(Beginning of Dataset excerpts)

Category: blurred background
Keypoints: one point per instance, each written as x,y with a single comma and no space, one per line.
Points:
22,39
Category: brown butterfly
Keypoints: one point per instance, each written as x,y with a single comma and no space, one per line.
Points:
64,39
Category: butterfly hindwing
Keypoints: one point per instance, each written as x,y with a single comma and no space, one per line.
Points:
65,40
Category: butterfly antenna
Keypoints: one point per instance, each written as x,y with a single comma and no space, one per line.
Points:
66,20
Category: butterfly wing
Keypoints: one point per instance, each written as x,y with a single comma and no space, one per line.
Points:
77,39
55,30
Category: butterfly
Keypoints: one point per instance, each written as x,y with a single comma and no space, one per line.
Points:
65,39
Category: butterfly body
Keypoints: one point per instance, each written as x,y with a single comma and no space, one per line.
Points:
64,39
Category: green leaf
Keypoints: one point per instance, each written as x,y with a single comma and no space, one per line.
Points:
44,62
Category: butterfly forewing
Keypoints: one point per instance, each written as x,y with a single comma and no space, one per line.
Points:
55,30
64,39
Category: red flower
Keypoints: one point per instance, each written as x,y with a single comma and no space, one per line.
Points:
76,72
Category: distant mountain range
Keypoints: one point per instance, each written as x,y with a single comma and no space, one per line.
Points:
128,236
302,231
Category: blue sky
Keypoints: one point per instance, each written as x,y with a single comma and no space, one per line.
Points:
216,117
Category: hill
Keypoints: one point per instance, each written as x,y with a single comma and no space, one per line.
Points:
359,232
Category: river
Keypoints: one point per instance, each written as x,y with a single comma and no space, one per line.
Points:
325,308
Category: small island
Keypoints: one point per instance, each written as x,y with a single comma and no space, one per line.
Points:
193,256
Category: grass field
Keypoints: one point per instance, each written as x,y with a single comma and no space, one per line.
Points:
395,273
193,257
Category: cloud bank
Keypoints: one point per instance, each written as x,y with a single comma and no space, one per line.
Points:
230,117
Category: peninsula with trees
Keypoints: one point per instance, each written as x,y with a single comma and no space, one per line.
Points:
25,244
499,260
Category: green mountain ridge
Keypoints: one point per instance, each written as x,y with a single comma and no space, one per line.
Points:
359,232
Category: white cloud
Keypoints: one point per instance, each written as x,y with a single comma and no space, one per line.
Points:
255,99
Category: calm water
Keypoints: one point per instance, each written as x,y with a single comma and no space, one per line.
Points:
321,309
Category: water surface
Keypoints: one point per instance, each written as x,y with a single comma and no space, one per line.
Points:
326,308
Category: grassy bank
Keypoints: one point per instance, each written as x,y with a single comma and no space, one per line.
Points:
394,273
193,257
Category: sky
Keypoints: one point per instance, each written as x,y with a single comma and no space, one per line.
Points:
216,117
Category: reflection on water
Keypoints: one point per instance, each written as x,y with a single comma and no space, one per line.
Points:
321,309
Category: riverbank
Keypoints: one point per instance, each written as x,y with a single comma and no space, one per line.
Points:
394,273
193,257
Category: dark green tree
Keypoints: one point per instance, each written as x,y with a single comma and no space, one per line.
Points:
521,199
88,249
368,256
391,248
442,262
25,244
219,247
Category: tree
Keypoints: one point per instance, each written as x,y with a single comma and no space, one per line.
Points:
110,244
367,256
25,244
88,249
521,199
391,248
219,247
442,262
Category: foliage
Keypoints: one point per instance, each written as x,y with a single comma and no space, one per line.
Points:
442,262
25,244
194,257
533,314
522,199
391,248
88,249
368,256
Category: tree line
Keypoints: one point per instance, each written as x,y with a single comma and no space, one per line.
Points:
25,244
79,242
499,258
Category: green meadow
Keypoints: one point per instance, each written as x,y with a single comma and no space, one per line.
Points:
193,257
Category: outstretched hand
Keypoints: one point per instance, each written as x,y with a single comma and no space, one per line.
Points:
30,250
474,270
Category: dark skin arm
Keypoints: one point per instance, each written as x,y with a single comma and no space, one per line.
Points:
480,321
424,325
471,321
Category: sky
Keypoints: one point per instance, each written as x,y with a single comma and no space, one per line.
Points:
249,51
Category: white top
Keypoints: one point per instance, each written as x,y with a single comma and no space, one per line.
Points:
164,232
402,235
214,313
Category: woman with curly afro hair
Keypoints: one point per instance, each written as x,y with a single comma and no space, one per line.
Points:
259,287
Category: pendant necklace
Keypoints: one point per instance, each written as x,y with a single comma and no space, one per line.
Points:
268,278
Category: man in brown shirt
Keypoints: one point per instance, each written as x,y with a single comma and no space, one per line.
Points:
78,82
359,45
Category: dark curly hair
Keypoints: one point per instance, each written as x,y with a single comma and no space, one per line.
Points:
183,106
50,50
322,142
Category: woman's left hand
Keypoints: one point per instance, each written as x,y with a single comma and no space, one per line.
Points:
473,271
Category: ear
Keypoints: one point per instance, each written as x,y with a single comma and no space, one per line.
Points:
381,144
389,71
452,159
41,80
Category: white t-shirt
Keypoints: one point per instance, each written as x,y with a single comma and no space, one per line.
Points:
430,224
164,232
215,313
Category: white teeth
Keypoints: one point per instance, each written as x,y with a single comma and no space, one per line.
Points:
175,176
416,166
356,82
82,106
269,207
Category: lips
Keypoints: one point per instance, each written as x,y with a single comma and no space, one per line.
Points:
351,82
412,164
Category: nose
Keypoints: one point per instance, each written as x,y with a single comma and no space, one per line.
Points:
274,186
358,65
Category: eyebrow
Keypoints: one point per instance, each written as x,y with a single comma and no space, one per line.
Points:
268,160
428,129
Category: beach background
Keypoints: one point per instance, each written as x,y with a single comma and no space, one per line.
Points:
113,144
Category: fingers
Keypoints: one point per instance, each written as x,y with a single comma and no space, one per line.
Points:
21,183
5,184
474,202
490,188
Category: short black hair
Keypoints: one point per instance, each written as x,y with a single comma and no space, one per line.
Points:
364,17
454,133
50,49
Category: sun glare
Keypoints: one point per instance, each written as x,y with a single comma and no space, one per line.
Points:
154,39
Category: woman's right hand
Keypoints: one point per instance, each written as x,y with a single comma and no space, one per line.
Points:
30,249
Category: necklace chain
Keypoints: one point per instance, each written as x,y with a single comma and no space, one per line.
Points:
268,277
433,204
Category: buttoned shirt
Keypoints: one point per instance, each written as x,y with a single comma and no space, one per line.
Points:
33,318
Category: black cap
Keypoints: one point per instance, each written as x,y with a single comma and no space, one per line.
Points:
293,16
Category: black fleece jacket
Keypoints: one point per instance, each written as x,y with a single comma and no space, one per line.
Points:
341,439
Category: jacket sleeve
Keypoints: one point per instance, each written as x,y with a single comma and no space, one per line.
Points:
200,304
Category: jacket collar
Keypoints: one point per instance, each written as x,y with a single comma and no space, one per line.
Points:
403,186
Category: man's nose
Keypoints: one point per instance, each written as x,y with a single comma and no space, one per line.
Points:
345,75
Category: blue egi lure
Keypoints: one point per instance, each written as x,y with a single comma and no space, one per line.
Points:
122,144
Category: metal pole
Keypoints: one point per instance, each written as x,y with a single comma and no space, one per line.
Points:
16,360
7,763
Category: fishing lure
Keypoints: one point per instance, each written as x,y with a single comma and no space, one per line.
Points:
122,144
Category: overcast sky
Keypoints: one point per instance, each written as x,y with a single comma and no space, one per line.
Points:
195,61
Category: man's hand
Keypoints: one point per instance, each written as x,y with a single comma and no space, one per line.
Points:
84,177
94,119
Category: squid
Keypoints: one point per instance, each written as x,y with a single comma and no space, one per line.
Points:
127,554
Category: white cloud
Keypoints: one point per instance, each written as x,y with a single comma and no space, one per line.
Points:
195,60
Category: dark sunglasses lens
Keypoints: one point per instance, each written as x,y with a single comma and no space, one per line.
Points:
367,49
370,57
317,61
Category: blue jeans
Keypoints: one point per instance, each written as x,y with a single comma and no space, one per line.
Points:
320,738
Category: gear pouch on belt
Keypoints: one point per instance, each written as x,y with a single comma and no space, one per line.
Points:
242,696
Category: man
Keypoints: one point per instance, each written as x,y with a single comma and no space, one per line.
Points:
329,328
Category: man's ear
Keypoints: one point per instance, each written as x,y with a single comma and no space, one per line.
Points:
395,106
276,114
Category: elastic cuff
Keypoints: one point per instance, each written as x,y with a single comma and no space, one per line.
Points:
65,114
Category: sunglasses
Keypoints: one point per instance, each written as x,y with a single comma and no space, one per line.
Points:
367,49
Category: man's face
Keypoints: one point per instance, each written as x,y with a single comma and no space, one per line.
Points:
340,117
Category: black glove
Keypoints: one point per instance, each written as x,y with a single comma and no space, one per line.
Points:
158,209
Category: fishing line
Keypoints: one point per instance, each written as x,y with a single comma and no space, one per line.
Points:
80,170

(End of Dataset excerpts)

■ Description of the task ■
The range runs from the line with "Category: riverbank" up to and including the line with "Category: woman's left hand" in the listing above; please write out exactly those lines and nothing more.

■ Response ■
Category: riverbank
Keypoints: one point per instance, each written as x,y with a single comma and no space, one per line.
Points:
394,273
193,257
Category: dark green tree
Keypoints: one point per instance, each written as x,y with a single comma and no space, one per line.
Points:
521,199
88,249
368,256
391,248
442,262
25,244
219,247
Category: tree
Keypoints: one point per instance, each written as x,y with a single comma and no space, one per line.
Points:
110,244
367,256
25,244
88,249
521,199
391,248
219,247
442,262
Category: foliage
Keypoints: one point per instance, each written as x,y with a single comma and no space, one per line.
Points:
442,262
25,244
194,257
533,314
522,199
391,248
88,249
368,256
Category: tree line
Keypoints: one point per instance, each written as x,y with a single comma and no space, one per line.
Points:
25,244
79,242
499,258
Category: green meadow
Keypoints: one point per instance, each written as x,y with a single comma and no space, one per line.
Points:
193,257
Category: outstretched hand
Keypoints: one point per instance, each written as x,y with a single comma and no space, one per line.
Points:
30,250
474,270
Category: dark skin arm
Keypoints: one point per instance, each written as x,y with a single comma and no space, one per line.
Points:
480,321
424,325
471,321
Category: sky
Keypoints: one point per instance, each written as x,y with a single comma and no space, one per line.
Points:
249,51
Category: white top
Keypoints: one point per instance, each written as x,y with a single comma and no space, one per line.
Points:
164,232
402,235
214,313
Category: woman with curly afro hair
Keypoints: one point per instance, each written as x,y with a single comma and no space, one per line.
Points:
259,287
Category: pendant necklace
Keypoints: one point per instance, each written as x,y with a single comma and no space, one per line.
Points:
268,278
Category: man in brown shirt
Keypoints: one point per instance, each written as x,y with a single comma and no space, one per line.
Points:
78,82
359,45
Category: dark curly hair
Keypoints: one point per instance, each written as x,y with a single comma and no space, one per line.
Points:
183,106
50,50
322,142
Category: woman's left hand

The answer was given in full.